-- START OF Record set --

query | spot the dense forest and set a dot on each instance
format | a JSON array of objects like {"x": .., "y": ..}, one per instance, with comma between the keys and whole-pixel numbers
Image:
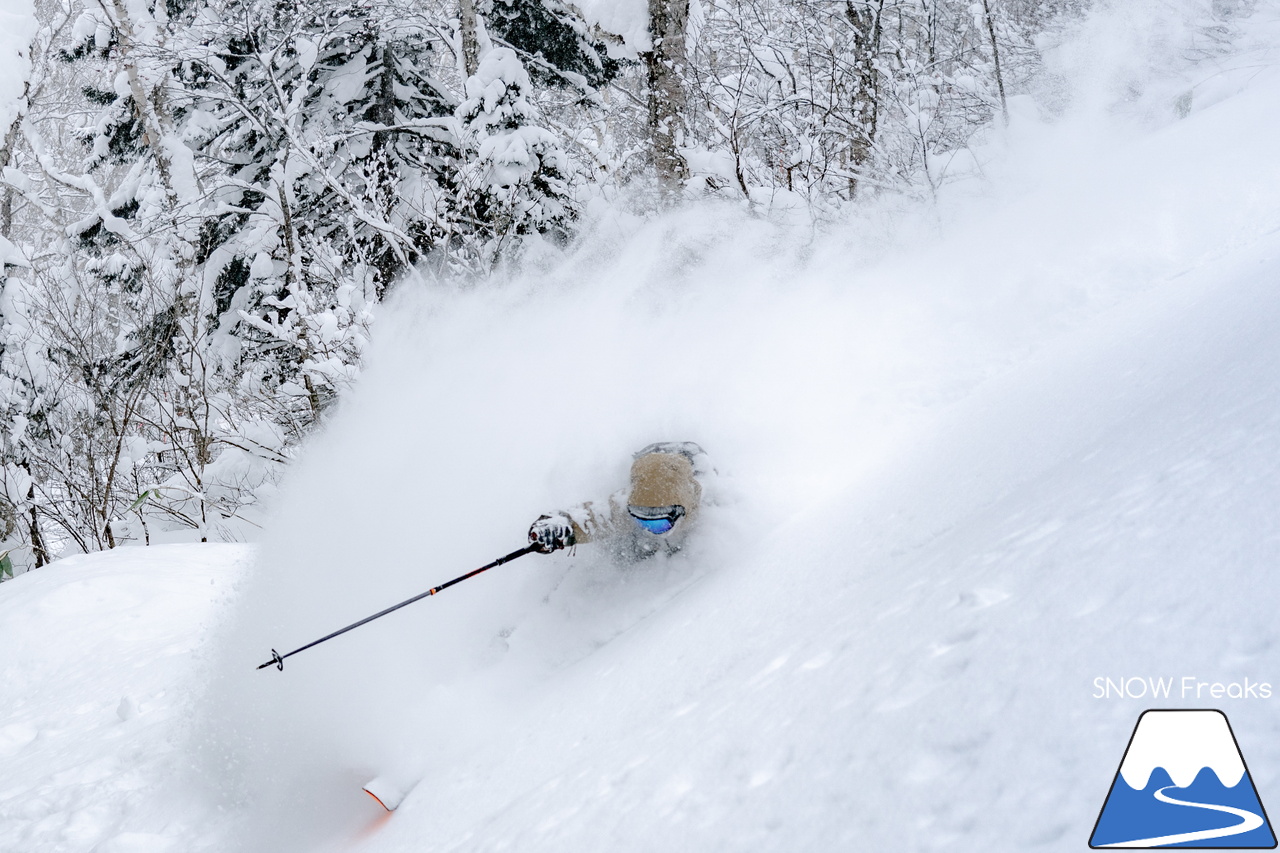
[{"x": 205, "y": 201}]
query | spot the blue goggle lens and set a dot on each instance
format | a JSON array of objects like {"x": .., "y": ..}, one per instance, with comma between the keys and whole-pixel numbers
[{"x": 656, "y": 525}]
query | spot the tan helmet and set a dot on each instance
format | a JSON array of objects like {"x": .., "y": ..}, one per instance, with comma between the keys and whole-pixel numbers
[{"x": 664, "y": 479}]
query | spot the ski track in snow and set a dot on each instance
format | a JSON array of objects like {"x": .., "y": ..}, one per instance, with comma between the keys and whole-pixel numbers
[
  {"x": 905, "y": 662},
  {"x": 1248, "y": 822}
]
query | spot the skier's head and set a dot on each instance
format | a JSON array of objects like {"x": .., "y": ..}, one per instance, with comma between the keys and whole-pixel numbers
[{"x": 663, "y": 487}]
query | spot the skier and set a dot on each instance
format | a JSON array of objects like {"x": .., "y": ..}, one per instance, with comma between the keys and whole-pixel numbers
[{"x": 653, "y": 514}]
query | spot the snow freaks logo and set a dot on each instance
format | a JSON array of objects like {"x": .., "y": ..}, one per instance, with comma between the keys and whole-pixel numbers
[{"x": 1183, "y": 783}]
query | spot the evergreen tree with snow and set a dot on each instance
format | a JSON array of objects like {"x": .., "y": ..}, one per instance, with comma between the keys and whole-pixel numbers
[
  {"x": 515, "y": 182},
  {"x": 554, "y": 42}
]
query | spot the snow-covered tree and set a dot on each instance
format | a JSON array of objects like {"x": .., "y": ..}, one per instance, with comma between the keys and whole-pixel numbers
[{"x": 515, "y": 179}]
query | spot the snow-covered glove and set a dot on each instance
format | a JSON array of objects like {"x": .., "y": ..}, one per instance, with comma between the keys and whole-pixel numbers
[{"x": 552, "y": 533}]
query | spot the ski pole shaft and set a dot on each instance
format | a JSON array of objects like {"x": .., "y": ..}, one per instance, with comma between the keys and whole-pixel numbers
[{"x": 278, "y": 660}]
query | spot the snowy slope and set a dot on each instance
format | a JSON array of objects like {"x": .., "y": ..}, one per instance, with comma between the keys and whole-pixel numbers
[
  {"x": 1033, "y": 441},
  {"x": 96, "y": 671}
]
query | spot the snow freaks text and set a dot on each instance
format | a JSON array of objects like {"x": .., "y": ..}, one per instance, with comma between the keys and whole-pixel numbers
[{"x": 1187, "y": 687}]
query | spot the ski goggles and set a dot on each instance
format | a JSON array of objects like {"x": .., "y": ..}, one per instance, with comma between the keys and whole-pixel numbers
[{"x": 657, "y": 519}]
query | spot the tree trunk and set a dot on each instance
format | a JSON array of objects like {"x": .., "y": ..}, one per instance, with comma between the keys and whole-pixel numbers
[
  {"x": 37, "y": 541},
  {"x": 668, "y": 21},
  {"x": 470, "y": 40},
  {"x": 995, "y": 56},
  {"x": 865, "y": 19}
]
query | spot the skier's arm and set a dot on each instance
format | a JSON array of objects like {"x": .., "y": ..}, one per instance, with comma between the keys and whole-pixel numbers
[{"x": 577, "y": 525}]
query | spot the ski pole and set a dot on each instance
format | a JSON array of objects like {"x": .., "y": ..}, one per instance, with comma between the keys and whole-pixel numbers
[{"x": 279, "y": 658}]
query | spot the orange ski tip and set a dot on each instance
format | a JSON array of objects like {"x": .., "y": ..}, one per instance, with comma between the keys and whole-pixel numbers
[{"x": 376, "y": 799}]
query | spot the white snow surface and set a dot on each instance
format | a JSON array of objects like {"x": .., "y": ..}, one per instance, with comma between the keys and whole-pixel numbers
[
  {"x": 972, "y": 457},
  {"x": 1183, "y": 743}
]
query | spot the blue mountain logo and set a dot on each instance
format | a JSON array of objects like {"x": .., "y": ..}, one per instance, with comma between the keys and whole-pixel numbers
[{"x": 1183, "y": 783}]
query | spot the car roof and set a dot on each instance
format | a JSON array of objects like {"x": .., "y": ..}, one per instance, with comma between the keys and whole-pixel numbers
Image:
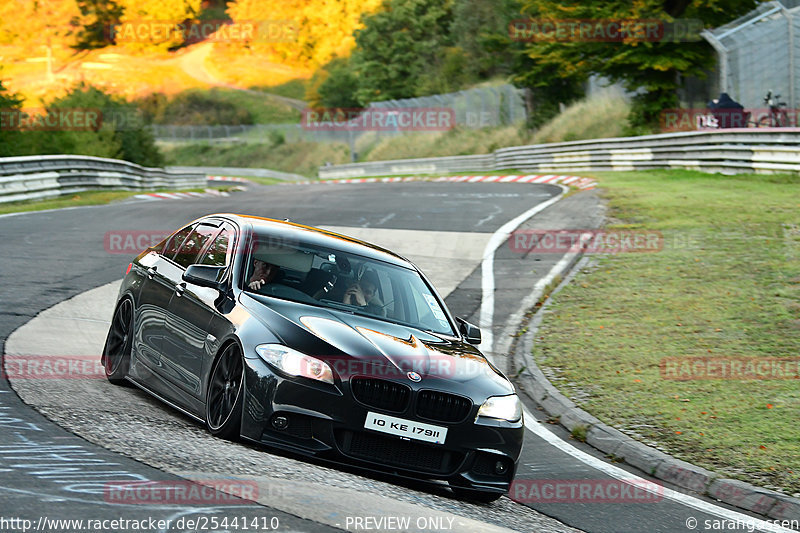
[{"x": 316, "y": 236}]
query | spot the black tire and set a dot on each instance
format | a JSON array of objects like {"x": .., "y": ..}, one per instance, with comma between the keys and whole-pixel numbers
[
  {"x": 116, "y": 357},
  {"x": 225, "y": 396},
  {"x": 475, "y": 496}
]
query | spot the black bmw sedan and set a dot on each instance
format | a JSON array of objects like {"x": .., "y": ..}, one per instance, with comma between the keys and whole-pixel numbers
[{"x": 317, "y": 343}]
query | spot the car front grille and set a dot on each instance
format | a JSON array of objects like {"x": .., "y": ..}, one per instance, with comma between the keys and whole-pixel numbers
[
  {"x": 391, "y": 451},
  {"x": 381, "y": 394},
  {"x": 442, "y": 407}
]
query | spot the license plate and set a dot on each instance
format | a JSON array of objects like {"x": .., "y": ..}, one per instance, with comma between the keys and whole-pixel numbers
[{"x": 405, "y": 428}]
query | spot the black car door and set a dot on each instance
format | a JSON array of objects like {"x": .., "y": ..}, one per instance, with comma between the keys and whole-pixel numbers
[
  {"x": 154, "y": 297},
  {"x": 188, "y": 342}
]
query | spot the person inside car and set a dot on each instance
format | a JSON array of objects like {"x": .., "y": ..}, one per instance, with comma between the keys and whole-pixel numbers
[
  {"x": 263, "y": 273},
  {"x": 364, "y": 293}
]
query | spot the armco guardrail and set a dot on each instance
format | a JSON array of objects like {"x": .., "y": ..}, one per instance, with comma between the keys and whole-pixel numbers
[
  {"x": 728, "y": 151},
  {"x": 46, "y": 176},
  {"x": 240, "y": 171}
]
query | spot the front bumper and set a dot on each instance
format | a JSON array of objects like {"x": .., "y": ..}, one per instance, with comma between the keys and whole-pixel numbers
[{"x": 327, "y": 421}]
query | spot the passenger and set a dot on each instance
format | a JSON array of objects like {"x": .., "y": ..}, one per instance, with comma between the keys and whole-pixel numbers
[
  {"x": 364, "y": 293},
  {"x": 263, "y": 273}
]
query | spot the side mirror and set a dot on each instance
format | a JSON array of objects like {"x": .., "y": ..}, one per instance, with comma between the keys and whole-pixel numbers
[
  {"x": 205, "y": 276},
  {"x": 471, "y": 333}
]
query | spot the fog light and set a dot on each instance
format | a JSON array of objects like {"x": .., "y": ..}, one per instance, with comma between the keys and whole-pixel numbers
[{"x": 280, "y": 422}]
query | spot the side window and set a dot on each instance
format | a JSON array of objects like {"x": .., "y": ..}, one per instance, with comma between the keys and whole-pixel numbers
[
  {"x": 218, "y": 253},
  {"x": 194, "y": 245},
  {"x": 174, "y": 242},
  {"x": 385, "y": 291}
]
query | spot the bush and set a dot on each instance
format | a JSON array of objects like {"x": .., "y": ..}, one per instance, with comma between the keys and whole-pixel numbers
[{"x": 122, "y": 133}]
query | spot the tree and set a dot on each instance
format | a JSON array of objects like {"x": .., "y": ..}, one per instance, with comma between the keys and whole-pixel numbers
[
  {"x": 333, "y": 86},
  {"x": 122, "y": 135},
  {"x": 154, "y": 24},
  {"x": 650, "y": 68},
  {"x": 480, "y": 30},
  {"x": 398, "y": 46},
  {"x": 99, "y": 17}
]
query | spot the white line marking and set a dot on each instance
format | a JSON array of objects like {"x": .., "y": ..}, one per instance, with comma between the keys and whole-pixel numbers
[
  {"x": 623, "y": 475},
  {"x": 487, "y": 269}
]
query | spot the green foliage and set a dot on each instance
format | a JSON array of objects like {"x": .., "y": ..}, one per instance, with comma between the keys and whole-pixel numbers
[
  {"x": 121, "y": 134},
  {"x": 334, "y": 85},
  {"x": 651, "y": 68},
  {"x": 99, "y": 16},
  {"x": 193, "y": 107},
  {"x": 398, "y": 45},
  {"x": 480, "y": 30}
]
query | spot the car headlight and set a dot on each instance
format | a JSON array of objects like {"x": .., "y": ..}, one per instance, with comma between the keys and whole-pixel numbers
[
  {"x": 295, "y": 363},
  {"x": 502, "y": 407}
]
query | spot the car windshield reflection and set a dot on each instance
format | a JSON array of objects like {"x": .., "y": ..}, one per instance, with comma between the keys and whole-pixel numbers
[{"x": 330, "y": 278}]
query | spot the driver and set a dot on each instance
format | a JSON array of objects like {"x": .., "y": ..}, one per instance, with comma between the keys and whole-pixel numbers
[
  {"x": 263, "y": 273},
  {"x": 364, "y": 293}
]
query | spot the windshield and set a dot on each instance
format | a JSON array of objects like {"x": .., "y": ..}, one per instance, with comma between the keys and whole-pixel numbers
[{"x": 334, "y": 279}]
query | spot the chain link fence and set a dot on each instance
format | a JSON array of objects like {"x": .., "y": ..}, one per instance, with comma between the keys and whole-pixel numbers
[{"x": 760, "y": 52}]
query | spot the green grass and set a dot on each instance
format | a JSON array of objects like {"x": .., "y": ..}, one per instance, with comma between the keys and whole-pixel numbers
[
  {"x": 74, "y": 200},
  {"x": 726, "y": 284},
  {"x": 300, "y": 157}
]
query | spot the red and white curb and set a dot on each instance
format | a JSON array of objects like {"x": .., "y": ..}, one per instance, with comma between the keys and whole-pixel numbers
[
  {"x": 572, "y": 181},
  {"x": 179, "y": 195}
]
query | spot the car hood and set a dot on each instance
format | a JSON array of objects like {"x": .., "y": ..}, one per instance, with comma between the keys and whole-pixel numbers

-- END OF Record set --

* To be done
Nothing outside the span should appear: transcribe the lines from the one containing "query | spot the car windshield" through the last line of the records.

* Result below
query | spot the car windshield reflection and set a dot on each instance
format | a JSON array of objects like {"x": .., "y": ..}, one per instance, with comma between the keys and whole-pixel numbers
[{"x": 330, "y": 278}]
query | spot the driver and set a dot on each instance
format | a JSON array of objects like {"x": .., "y": ..}, one per instance, with comma between the keys and whole-pixel numbers
[
  {"x": 263, "y": 273},
  {"x": 364, "y": 293}
]
query | spot the windshield and set a dot on each instance
format | a JSON array of objects like {"x": .., "y": ..}, one per instance, with comma between the keys and whole-pixel numbers
[{"x": 334, "y": 279}]
query | spot the chain link fence and set a dot on each instance
format | a JSON array of objects like {"x": .., "y": ..}, one per instance, with comma between the keys and whole-pixel numbers
[{"x": 760, "y": 52}]
query | spot the green grass and set a dot on each instance
format | a JSON array of objects like {"x": .., "y": ..}, one per instance, with comma between the keys and whole-pixel numbers
[
  {"x": 74, "y": 200},
  {"x": 726, "y": 284},
  {"x": 300, "y": 157}
]
query | spot the red and white curb and set a dot on each instance
format | a JSON array of objects like {"x": .., "y": ..}, one per instance, with comma between the keys and whole-pixel numbers
[
  {"x": 572, "y": 181},
  {"x": 179, "y": 195}
]
query | spot the car hood and set a dot on each instance
format | a JSON array of objects like {"x": .., "y": ..}, one per instance, with comma between the keys and whole-pixel numbers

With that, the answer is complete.